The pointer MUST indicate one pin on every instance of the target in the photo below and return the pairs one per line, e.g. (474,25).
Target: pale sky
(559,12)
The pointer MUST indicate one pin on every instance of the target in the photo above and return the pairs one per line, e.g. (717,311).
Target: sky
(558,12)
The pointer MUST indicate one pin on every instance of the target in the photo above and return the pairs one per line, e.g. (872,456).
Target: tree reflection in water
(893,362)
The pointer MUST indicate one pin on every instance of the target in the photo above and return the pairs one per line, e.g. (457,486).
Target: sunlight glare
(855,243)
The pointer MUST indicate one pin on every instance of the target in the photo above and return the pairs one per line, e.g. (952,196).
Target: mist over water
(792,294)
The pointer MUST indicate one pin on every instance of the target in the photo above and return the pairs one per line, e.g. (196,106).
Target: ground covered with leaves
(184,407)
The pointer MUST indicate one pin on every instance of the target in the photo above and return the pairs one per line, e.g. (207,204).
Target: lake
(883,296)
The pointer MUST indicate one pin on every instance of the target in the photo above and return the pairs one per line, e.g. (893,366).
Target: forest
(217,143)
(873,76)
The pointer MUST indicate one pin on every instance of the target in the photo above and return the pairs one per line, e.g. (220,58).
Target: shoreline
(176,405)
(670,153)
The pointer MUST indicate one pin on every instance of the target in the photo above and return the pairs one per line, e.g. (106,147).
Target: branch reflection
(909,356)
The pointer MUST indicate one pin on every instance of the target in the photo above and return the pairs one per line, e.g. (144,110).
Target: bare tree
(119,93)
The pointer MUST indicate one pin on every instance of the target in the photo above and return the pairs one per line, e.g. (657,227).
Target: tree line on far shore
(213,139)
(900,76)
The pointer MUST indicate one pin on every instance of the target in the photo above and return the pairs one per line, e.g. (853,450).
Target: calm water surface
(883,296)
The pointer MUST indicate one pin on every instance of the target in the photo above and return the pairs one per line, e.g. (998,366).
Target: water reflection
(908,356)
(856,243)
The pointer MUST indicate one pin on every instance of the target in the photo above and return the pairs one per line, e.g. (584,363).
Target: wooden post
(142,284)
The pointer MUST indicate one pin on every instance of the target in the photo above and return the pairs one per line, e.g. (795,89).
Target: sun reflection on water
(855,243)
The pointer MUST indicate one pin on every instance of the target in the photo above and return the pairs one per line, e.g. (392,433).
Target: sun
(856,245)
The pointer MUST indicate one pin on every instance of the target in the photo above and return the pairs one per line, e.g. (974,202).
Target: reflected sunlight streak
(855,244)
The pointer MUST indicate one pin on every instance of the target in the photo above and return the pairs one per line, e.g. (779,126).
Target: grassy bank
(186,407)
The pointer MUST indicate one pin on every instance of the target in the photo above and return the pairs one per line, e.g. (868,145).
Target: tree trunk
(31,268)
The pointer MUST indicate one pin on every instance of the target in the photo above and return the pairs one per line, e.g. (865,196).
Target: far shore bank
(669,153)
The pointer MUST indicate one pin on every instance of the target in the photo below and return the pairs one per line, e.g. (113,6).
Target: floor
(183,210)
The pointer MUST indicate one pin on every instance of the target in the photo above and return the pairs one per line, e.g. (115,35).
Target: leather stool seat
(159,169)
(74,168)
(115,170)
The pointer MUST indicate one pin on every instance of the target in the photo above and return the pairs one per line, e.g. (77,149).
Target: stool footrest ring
------------------------------------------------------------------------
### What you have to do
Exactly reproduce every record.

### Response to this exercise
The pointer MUST indicate one pin on every instance of the target in the photo below and return the pairs one per line, e.g. (474,25).
Target: pale sky
(559,12)
The pointer MUST indicate one pin on every instance of the target in the photo above and return the pairs one per line, e.g. (717,311).
Target: sky
(558,12)
The pointer MUST indicate one pin on every instance of the target in the photo above and return the pairs one per line, e.g. (872,456).
Target: tree reflection in water
(893,362)
The pointer MUST indicate one pin on every instance of the target in the photo above and return the pairs one per line, e.g. (457,486).
Target: sunlight glare
(855,243)
The pointer MUST indicate one pin on every instance of the target in the photo above and return the pairs one per line, e.g. (952,196).
Target: mist over water
(792,294)
The pointer MUST indicate one pin on every instance of the target in the photo above and return the pairs one per line, e.g. (196,106).
Target: ground covered with leaves
(184,407)
The pointer MUST indicate one pin on every instance of the target in the photo above and return the pairs one per line, e.g. (207,204).
Target: lake
(883,296)
The pointer MUST indicate one pin on every instance of the target in the photo above and return the pairs one per line, e.g. (893,366).
Target: forest
(217,143)
(873,76)
The pointer MUST indicate one pin on every instance of the target in the photo above and return the pairs one per line, e.g. (220,58).
Target: shoreline
(176,405)
(670,153)
The pointer MUST indicate one pin on every instance of the target in the photo above and return the pairs one per line, e.g. (106,147).
Target: branch reflection
(909,356)
The pointer MUST indicate one pin on every instance of the target in the photo above and return the pairs one per line, e.g. (144,110).
Target: bare tree
(119,93)
The pointer MUST indicate one pin on every instance of the target in the photo above and return the pairs one per line, e.g. (657,227).
Target: tree line on far shore
(213,139)
(900,76)
The pointer MUST indicate one pin on every instance of the target in the photo above and return the pairs one per line, e.g. (853,450).
Target: calm water surface
(883,296)
The pointer MUST indicate one pin on every instance of the target in the photo above and return the pairs one per line, e.g. (998,366).
Target: water reflection
(908,356)
(856,243)
The pointer MUST indicate one pin on every instance of the target in the photo above and return the pairs one per line, e.g. (584,363).
Target: wooden post
(142,284)
The pointer MUST indicate one pin on every instance of the target in the photo above and return the pairs one per line, e.g. (795,89).
Target: sun reflection on water
(855,243)
The pointer MUST indicate one pin on every instance of the target in the photo above and return the pairs one per line, e.g. (392,433).
Target: sun
(856,245)
The pointer MUST indicate one pin on every instance of the target in the photo above and return the pairs one per line, e.g. (974,202).
Target: reflected sunlight streak
(855,244)
The pointer MUST indicate one pin on every instance of the target in the photo above and return the pairs one per line, e.g. (779,126).
Target: grassy bank
(186,407)
The pointer MUST indicate one pin on every instance of the target in the photo above and return the pairs one per line, e.g. (868,145).
Target: tree trunk
(31,268)
The pointer MUST indicate one pin on every instance of the target in the photo above and return the pairs one per line, e.g. (865,196).
Target: far shore bank
(669,153)
The pointer MUST indicate one pin on every instance of the target in the photo below and return the pairs one per line, e.g. (113,6).
Target: floor
(183,210)
The pointer MUST indicate one pin on every instance of the target in the photo above and return the pairs one per line, e.g. (115,35).
Target: leather stool seat
(159,169)
(74,168)
(115,170)
The pointer MUST indicate one pin on every instance of the target in the photo above and return the pairs one per line, e.g. (77,149).
Target: stool footrest ring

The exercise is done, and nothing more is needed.